» PAGE TEXT
++++++++++

While being a generally high-volume package configuration used for decades, the application of deterministic container closure integrity test methods for IV Bags has increased in recent years. A combination of increased adoption of current industry best practices, changing regulation, and a proliferation of small-batch cell and gene therapies stored, processed, or transported in these packages has in turn yielded increased inquiries regarding deterministic test method validation. However, IV Bag package systems have numerous challenges when it comes to the application of CCI tests due to factors such as:

  • The use of polymeric materials of construction makes them conducive to expansion, permeation of gases, and outgassing under vacuum
  • Their typical large volume and flexible profile present key obstacles to fitting them for instrument change parts and creating positive controls
  • Many IV Bag systems have a variety of ports and tubing connections which prove limiting when it comes to testing for leaks and creating suitable change parts

Some examples of limiting factors specific to the current USP 1207 deterministic methods include:

High Voltage Leak Detection: The primary limiting factor in the application of HVLD appears to be size of the package and availability of lab-scale solutions to accommodate such samples. Theoretically, as liquid filled packages, they would be candidates for HVLD testing. However, the physical limitations, and questions about the impact of the plastic material, often rules out HVLD from a feasibility perspective.

Headspace Analysis: The large volume of IV bags are not conducive to placement into modern laser-based headspace analyzers, which are typically made to accommodate vials and other parenteral configurations. For this reason alone, it is typically not considered even from a feasibility standpoint.

Helium Leak Detection: With helium leak testing, a package is filled with helium gas and subjected to vacuum, where escaping helium is quantified. Due to the molecularly porous nature of flexible polymeric materials, and the small, light nature of helium, permeation through the materials makes helium leak testing difficult. This is exacerbated by large surface areas of large IV bag systems.

Vacuum Decay: As with other pressure-based analyses, application of vacuum decay to large flexible systems like IV bags is limited by sample size and materials of construction. In vacuum decay, a sample is subjected to vacuum, and the pressure rise inside of the vacuum chamber over time is measured. In a non-leaking sample, a certain amount of pressure rise (vacuum decay) will occur. It is expected that over that same period of time, a leaking package would yield a greater pressure rise in comparison. However, the molecularly porous surface area and outgassing of gas trapped in and on package materials can “mask” smaller defects.

With years of experience developing and validating USP 1207 CCI Testing methods, the CS Analytical team spent over two years developing alternative test methods for IV Bags that eliminate and overcome the challenges that the traditional USP 1207 methods present. The CS Analytical approach meets the deterministic intent of USP 1207 and provides effective options for clients to consider when working to qualify their IV Bag package systems with a method that uses positive controls and validates to specific micron level leak rates.

++++++++++

» SUPPLIED MATERIAL
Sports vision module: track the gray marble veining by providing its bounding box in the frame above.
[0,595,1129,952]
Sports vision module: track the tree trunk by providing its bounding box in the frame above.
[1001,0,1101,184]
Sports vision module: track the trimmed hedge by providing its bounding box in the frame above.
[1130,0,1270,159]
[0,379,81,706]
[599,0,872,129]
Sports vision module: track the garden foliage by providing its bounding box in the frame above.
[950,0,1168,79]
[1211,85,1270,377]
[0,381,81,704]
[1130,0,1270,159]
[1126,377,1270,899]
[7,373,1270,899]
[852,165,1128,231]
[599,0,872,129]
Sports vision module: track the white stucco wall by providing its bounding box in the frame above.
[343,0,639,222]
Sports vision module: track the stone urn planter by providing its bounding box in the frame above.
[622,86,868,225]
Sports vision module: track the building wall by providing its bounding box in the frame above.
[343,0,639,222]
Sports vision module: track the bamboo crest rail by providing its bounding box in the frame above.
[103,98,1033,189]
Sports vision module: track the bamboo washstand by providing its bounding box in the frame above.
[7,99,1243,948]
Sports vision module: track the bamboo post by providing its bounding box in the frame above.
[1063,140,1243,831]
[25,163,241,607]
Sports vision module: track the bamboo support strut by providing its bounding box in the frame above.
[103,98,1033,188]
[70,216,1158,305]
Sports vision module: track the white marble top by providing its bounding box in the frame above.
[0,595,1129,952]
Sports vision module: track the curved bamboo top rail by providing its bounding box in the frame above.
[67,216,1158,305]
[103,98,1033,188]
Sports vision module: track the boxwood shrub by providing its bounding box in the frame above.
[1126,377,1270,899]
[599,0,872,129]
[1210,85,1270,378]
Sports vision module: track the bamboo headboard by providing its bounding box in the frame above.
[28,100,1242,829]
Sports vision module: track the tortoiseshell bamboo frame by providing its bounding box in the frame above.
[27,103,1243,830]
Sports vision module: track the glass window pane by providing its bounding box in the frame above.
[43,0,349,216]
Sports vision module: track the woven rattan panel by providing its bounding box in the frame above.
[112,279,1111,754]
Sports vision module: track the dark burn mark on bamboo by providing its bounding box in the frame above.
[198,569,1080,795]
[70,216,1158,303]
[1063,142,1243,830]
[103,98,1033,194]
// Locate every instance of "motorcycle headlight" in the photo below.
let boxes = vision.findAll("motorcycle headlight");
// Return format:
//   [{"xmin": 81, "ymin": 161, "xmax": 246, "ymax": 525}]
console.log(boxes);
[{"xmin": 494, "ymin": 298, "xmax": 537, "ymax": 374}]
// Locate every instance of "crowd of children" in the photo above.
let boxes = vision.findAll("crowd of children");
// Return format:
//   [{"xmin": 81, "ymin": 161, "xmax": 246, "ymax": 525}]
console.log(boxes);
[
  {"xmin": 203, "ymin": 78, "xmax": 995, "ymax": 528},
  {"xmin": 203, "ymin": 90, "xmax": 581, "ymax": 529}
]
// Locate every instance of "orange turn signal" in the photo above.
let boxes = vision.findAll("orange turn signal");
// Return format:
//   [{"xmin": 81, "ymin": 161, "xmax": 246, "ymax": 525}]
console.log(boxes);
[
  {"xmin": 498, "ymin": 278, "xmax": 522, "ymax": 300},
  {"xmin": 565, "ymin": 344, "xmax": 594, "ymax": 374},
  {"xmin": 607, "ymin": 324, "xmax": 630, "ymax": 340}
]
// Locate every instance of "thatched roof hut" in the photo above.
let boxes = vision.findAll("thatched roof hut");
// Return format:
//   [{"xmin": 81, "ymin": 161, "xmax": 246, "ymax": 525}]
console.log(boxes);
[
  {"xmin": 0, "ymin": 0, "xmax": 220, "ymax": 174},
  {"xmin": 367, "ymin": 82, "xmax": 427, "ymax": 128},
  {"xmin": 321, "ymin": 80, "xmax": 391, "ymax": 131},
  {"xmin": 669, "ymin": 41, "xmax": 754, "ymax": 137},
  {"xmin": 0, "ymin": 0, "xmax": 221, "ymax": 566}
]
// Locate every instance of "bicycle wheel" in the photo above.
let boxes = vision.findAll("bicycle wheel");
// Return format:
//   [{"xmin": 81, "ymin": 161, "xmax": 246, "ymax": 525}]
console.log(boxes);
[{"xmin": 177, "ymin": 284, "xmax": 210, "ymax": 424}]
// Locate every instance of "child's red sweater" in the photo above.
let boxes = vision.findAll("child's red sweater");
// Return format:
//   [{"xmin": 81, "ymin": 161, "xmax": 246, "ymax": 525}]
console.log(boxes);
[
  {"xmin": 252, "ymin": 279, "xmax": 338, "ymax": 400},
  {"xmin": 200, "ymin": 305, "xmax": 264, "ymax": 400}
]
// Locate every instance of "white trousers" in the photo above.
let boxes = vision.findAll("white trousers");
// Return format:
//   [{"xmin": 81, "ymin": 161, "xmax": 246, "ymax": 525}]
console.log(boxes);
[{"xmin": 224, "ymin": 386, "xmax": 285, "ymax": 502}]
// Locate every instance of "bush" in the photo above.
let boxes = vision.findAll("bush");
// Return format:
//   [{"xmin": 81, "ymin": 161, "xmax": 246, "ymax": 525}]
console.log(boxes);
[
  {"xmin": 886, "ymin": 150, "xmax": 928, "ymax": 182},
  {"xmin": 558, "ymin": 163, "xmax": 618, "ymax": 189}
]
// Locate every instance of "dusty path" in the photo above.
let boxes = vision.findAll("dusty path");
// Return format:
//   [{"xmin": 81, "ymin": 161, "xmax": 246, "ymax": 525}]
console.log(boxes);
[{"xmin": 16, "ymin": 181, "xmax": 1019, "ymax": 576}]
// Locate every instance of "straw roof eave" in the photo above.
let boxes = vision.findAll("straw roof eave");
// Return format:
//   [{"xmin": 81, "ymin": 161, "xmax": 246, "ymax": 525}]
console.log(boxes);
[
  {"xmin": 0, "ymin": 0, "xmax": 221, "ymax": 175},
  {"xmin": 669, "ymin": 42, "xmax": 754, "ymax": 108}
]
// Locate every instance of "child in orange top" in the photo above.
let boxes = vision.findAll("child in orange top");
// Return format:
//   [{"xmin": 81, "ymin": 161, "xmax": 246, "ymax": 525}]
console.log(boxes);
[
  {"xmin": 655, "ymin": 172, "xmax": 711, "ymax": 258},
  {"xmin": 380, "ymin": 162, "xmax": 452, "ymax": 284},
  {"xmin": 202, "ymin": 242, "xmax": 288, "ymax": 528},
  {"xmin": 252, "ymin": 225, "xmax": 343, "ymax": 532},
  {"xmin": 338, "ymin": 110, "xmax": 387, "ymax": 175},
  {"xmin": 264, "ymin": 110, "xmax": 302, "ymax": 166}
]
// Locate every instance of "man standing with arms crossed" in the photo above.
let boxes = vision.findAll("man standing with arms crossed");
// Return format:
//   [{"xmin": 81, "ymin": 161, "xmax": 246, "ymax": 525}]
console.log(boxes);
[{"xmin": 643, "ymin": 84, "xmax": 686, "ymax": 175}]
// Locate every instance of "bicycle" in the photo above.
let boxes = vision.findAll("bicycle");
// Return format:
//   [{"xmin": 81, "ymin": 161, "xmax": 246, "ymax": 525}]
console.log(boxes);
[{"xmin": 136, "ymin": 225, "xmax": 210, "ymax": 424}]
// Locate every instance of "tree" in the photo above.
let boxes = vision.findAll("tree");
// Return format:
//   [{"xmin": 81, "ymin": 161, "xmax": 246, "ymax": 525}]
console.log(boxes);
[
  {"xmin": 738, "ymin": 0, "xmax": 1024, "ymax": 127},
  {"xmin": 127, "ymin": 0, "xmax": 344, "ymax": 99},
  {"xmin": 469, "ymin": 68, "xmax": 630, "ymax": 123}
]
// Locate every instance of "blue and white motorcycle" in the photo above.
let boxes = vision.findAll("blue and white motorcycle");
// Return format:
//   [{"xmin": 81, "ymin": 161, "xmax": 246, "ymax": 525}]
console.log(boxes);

++++++++++

Set down, word for word, the part of the IV bag testing text above that starts with "Some examples of" and goes on through "a feasibility standpoint.".

Some examples of limiting factors specific to the current USP 1207 deterministic methods include:

High Voltage Leak Detection: The primary limiting factor in the application of HVLD appears to be size of the package and availability of lab-scale solutions to accommodate such samples. Theoretically, as liquid filled packages, they would be candidates for HVLD testing. However, the physical limitations, and questions about the impact of the plastic material, often rules out HVLD from a feasibility perspective.

Headspace Analysis: The large volume of IV bags are not conducive to placement into modern laser-based headspace analyzers, which are typically made to accommodate vials and other parenteral configurations. For this reason alone, it is typically not considered even from a feasibility standpoint.